▶ _SELECTED PASSAGE_
Reviewed by Dennis Schwartz

A depressing, brooding and pretentious obscure lyrical drama adapted from the play Orpheus Descending by Tennessee Williams and written by Mr. Williams and Meade Roberts. Director Sidney Lumet (“Long Day’s Journey into Night”/”12 Angry Men”/”Fail-Safe”) is a fish out of water trying to handle both Southern gothic and Greek myth, while the sparks that were supposed to fly between Marlon Brando (first actor to be paid a million dollars) and Anna Magnani (won an Oscar for her role in Williams’ film The Rose Tattoo) never materialized. Despite high expectations, this is a stagy and ponderous film that lacks soul.

Brando plays Valentine ‘Snakeskin’ Xavier, a 30-year-old New Orleans nightclub entertainer who gets the boot from the judge after a nightclub disturbance. The snakeskin jacket wearing and guitar-toting vagabond ends up in the hick town of Two Rivers County, Miss., when his jalopy dies on him. The local mean-spirited sheriff Talbot (R.G. Armstrong) sneers with contempt at Valentine while his soft-hearted and emotionally crippled wife Vee (Maureen Stapleton) sees good in the boy and tries to help him change his bad luck. Hoping to turn over a new leaf (disgusted with his life of carousing), Val gets a job clerking at a general goods store run by “Lady” Torrance (Anna Magnani) while her much older brutish invalid husband Jabe (Victor Jory) recovers upstairs. Val also runs into the loud-mouth exhibitionist, a degraded tramp named Carol Cutrere (Joanne Woodward), who is the black sheep of a wealthy Southern dynasty and not allowed in the county by orders of the sheriff and her drunkard loser brother (John Baragrey) but doesn’t obey as she chases after Val in the hopes of going “jukin’ “(probably a way of saying fucking in a 1950’s pic). Woodward’s over-the-top lewd loony role generates no excitement or interest, as she badly plays a forlorn character with unrealistic theatricality who pops in and out of the story spreading vulgarity without any benefit of any art.

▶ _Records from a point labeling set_
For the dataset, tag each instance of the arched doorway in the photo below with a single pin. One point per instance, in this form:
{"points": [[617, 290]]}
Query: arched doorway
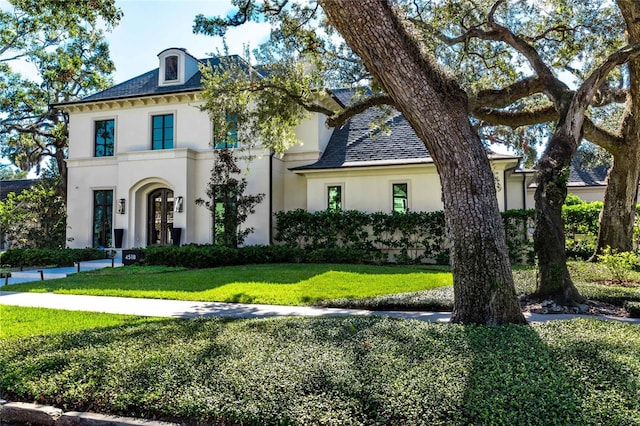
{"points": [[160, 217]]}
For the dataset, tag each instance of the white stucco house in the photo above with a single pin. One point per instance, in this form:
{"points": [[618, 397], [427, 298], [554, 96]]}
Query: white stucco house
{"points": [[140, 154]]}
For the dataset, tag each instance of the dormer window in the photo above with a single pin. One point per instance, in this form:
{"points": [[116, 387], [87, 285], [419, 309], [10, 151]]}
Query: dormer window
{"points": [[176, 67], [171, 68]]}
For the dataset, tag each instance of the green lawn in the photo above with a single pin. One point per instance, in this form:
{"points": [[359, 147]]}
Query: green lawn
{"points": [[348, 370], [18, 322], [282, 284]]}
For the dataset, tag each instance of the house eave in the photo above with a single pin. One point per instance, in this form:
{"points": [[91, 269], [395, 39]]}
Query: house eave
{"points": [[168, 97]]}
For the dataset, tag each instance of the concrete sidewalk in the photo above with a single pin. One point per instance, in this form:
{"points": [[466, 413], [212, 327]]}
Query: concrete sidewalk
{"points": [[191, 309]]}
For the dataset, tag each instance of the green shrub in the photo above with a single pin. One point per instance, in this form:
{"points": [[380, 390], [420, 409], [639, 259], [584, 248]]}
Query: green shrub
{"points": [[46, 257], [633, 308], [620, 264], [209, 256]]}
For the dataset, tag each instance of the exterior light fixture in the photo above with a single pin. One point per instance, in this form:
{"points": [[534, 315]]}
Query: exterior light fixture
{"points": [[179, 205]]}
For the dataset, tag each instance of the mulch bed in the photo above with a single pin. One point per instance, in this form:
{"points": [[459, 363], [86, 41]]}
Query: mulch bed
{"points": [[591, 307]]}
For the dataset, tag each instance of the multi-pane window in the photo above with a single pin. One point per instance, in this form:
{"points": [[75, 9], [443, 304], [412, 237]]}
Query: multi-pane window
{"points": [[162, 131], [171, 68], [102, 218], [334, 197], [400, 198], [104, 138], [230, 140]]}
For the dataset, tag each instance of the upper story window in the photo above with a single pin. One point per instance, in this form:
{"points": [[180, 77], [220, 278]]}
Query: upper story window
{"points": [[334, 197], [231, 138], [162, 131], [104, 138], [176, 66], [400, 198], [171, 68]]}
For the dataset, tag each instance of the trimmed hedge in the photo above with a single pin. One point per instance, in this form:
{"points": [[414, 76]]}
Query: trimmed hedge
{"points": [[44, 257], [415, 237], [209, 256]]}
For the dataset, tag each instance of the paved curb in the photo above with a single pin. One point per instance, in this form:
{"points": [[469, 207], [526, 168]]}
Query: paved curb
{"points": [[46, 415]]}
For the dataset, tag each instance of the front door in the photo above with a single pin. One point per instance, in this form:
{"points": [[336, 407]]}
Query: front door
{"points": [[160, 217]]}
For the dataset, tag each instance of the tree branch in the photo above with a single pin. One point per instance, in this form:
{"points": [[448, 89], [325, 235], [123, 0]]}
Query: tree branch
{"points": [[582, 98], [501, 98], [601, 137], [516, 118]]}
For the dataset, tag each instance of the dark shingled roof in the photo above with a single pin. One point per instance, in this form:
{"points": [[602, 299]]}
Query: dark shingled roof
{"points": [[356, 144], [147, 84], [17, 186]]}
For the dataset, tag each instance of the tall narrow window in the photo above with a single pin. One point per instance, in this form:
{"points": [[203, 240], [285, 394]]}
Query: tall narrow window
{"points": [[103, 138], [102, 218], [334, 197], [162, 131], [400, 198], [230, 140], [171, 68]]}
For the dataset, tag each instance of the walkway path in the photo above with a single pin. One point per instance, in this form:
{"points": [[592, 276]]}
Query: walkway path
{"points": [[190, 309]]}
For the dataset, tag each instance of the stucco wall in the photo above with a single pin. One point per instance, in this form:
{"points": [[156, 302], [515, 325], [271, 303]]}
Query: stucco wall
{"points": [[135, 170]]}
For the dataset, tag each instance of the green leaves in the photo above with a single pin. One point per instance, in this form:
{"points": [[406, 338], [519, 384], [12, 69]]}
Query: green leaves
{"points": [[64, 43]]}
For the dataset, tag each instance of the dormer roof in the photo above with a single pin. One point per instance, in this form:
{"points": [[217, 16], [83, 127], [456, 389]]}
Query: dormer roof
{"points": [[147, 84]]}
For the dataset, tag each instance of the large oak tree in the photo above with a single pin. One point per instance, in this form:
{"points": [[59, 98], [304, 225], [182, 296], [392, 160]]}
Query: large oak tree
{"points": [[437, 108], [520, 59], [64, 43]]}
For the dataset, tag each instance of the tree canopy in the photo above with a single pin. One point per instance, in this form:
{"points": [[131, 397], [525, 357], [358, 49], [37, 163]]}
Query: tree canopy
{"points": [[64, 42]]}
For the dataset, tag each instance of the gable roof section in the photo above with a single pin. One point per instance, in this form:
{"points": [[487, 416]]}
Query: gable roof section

▶ _WHAT THIS EXERCISE ASKS_
1 > Sum up the film review in two sentences.
2 > Select every line of the listing that contains the word "dark", treating case as significant.

▶ _ANSWERS BY TASK_
1 > The review calls this Sidney Lumet adaptation of Tennessee Williams's play Orpheus Descending a stagy and ponderous film that lacks soul, saying the expected sparks between Marlon Brando and Anna Magnani never materialized. Brando plays Valentine "Snakeskin" Xavier, a New Orleans nightclub entertainer who ends up in Two Rivers County, Mississippi, takes a clerking job at a store run by "Lady" Torrance, and is chased by Carol Cutrere, a role Joanne Woodward plays in a way the review says generates no excitement or interest.

2 >
For the dataset, tag each instance of the dark shingled roof in the photo above with a single pin. One point per instance, in this form:
Query: dark shingled roof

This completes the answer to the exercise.